Dataset excerpt
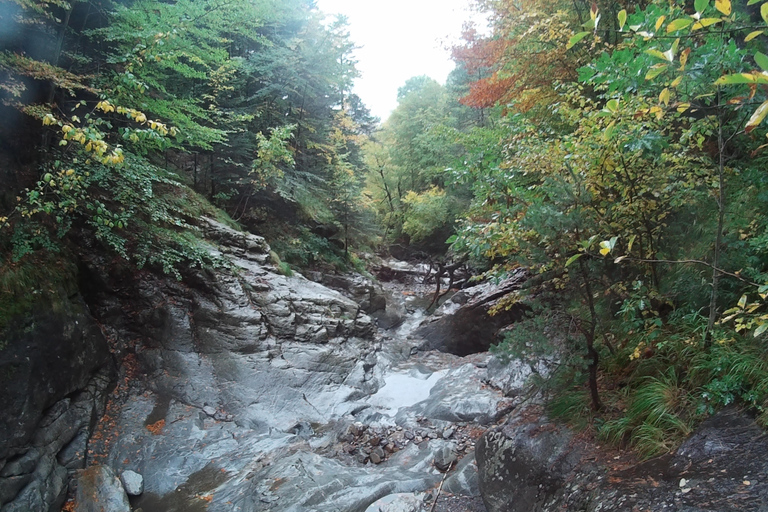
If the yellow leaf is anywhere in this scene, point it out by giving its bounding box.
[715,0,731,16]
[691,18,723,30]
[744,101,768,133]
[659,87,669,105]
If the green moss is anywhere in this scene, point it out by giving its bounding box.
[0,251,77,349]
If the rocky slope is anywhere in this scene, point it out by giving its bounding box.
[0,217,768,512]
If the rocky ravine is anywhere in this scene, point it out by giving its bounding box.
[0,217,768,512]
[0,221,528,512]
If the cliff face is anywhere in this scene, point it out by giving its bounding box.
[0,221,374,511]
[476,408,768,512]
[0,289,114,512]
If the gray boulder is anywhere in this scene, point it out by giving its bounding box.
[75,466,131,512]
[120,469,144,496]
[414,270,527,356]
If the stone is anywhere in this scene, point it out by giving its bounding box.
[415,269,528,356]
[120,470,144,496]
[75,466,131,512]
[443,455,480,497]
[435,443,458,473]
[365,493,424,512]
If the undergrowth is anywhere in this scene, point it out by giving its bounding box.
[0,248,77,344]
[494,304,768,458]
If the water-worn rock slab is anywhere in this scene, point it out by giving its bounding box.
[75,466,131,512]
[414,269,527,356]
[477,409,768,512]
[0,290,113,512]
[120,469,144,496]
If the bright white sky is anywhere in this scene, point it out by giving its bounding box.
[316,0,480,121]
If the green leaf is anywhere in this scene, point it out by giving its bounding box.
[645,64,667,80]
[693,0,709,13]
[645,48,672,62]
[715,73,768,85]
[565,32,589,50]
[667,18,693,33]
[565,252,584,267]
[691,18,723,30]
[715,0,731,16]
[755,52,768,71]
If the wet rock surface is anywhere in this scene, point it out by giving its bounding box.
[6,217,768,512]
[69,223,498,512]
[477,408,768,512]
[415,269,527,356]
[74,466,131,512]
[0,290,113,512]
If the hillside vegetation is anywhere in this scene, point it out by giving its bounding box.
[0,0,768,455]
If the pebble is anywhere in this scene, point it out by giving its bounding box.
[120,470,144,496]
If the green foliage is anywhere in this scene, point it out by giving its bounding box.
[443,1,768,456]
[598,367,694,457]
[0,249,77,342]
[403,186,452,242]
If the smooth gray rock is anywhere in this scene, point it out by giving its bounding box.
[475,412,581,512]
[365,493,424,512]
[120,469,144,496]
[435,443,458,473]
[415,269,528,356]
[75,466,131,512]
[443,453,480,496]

• Exercise task: Format the items as a numbered list, from the start of the items up to and including the line that contains "[414,270,527,356]", and skip any blank lines. Leave the pictures out of the answer.

• Solution for this exercise:
1. If the yellow leaf is anywhere in this scene, point it out by giving its bounding box.
2. [715,0,731,16]
3. [691,18,723,30]
4. [744,101,768,133]
5. [659,87,669,105]
6. If the green moss is anywhere in this scene, point it out by giving its bounding box.
7. [0,251,77,349]
8. If the rocky slope is anywhere in this scene, point it out by giving its bounding box.
9. [0,217,768,512]
10. If the rocky ravine is anywhere in this scene, point it out by giving its bounding box.
11. [0,217,768,512]
12. [0,221,528,512]
13. If the cliff face is anywhere in this scene, point it out by giving its bounding box.
14. [0,221,374,511]
15. [476,408,768,512]
16. [0,289,114,512]
17. If the gray boulder is anywhere in this scene, point it out by giving its bounding box.
18. [75,466,131,512]
19. [120,469,144,496]
20. [414,270,527,356]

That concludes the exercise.